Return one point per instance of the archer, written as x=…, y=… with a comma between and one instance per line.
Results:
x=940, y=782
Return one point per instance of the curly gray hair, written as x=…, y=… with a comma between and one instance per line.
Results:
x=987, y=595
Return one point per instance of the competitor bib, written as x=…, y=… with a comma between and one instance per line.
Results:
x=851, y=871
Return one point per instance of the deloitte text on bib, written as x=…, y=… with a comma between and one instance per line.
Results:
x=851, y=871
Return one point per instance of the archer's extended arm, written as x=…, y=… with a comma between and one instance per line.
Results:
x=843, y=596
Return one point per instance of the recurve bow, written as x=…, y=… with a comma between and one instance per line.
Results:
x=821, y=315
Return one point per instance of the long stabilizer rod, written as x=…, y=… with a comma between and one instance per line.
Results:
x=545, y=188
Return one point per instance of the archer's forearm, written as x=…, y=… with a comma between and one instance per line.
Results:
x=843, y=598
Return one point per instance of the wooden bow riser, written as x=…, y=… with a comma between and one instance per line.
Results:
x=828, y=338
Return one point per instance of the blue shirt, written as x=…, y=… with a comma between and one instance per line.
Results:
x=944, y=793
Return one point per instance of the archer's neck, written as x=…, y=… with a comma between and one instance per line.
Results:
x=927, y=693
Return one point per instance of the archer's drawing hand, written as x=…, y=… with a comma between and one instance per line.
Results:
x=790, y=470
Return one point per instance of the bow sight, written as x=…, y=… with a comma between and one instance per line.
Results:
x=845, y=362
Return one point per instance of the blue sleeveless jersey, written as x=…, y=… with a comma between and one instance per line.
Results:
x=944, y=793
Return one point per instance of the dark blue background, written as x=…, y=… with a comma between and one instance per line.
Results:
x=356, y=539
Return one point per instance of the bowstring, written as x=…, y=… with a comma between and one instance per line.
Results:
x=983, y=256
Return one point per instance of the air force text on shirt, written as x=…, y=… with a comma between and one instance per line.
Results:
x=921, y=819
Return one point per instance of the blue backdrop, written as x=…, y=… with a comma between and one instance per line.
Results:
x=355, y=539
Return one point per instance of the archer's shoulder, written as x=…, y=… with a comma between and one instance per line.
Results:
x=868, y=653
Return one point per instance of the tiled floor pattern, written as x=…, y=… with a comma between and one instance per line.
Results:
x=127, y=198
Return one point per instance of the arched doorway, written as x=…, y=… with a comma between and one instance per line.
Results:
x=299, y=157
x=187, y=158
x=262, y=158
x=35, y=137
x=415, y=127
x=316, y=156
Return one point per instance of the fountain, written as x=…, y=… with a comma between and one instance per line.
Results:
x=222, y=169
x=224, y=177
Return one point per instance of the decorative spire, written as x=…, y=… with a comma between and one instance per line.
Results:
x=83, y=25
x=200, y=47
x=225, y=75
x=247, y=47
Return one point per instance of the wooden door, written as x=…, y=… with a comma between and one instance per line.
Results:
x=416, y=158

_____

:: WHAT NEEDS TO BE DONE ::
Rewrite all of the data above, substituting "Points" for "Results" at each occurrence and leaving everything else unchanged.

:: RESPONSE ::
Return one point per instance of the archer, written as x=…, y=… with a comma between and one instance per line.
Points:
x=940, y=782
Return one point per instance of the curly gray hair, written as x=…, y=… with a comma between and one instance per line.
Points:
x=987, y=595
Return one point per instance of the competitor bib, written as x=…, y=… with a comma between and one instance per line.
Points:
x=851, y=871
Return one point per instance of the deloitte text on bib, written as x=…, y=… with a comma between and one instance per line.
Points:
x=851, y=871
Return one point per instance of the archer's extended arm, written as x=…, y=… with a comma between and one instance per line.
Points:
x=843, y=596
Return one point per instance of the recurve bow, written as x=…, y=… with a comma between and one instance per line.
Points:
x=821, y=315
Return one point per instance of the long stabilizer rod, written as x=…, y=… with a comma between and one instance per line.
Points:
x=545, y=188
Return one point per instance of the archer's forearm, written as x=…, y=… with a comma between and one instance per line.
Points:
x=843, y=598
Return one point per instance of the wooden bow riser, written as x=…, y=… with a comma between and one instance per line.
Points:
x=828, y=338
Return one point per instance of the blue shirt, written as x=…, y=… with a comma between and one instance per line.
Points:
x=944, y=793
Return one point per instance of the archer's neck, written as x=…, y=… with a comma between and one instance per line.
Points:
x=927, y=693
Return one point per instance of the archer's drawing hand, written as x=…, y=… with a comma between and one instance per line.
Points:
x=790, y=470
Return one point per instance of the bow sight, written as x=…, y=… with a comma between and one instance per line.
Points:
x=845, y=362
Return one point per instance of the blue sleeveless jersey, written as x=…, y=… with a comma between and one instance per line.
Points:
x=944, y=793
Return one point per instance of the dark blue background, written as x=…, y=… with a comma between and one instance per line.
Points:
x=356, y=539
Return one point per instance of the bowstring, written as x=…, y=… with a comma between and one instance per line.
Points:
x=983, y=256
Return one point per instance of the air force text on shirt, written as x=…, y=… with a comma between and one instance per line.
Points:
x=921, y=819
Return one point per instance of the blue backdrop, written as x=…, y=… with a comma between and one instance per line.
Points:
x=355, y=539
Return one point per instance of the archer's shoulder, written as x=…, y=… with a comma between and one instance per line.
Points:
x=868, y=653
Return one point per instance of the tiled floor pattern, written as x=…, y=… with a comma between and one instance per line.
Points:
x=127, y=198
Return one point per instance of the arched doorway, written as x=…, y=… with a comma between and one instance per line.
Points:
x=299, y=157
x=187, y=158
x=262, y=158
x=35, y=137
x=415, y=127
x=316, y=156
Return one point per instance of the fountain, written as x=…, y=… with a comma between and one instance per line.
Points:
x=222, y=169
x=224, y=177
Return one point per instance of the decorative spire, written as x=…, y=… with a comma between and one instance per line.
Points:
x=83, y=25
x=200, y=47
x=225, y=75
x=247, y=47
Return one point per instance of the wooden door, written as x=…, y=… with a comma between and one instance per line.
Points:
x=416, y=158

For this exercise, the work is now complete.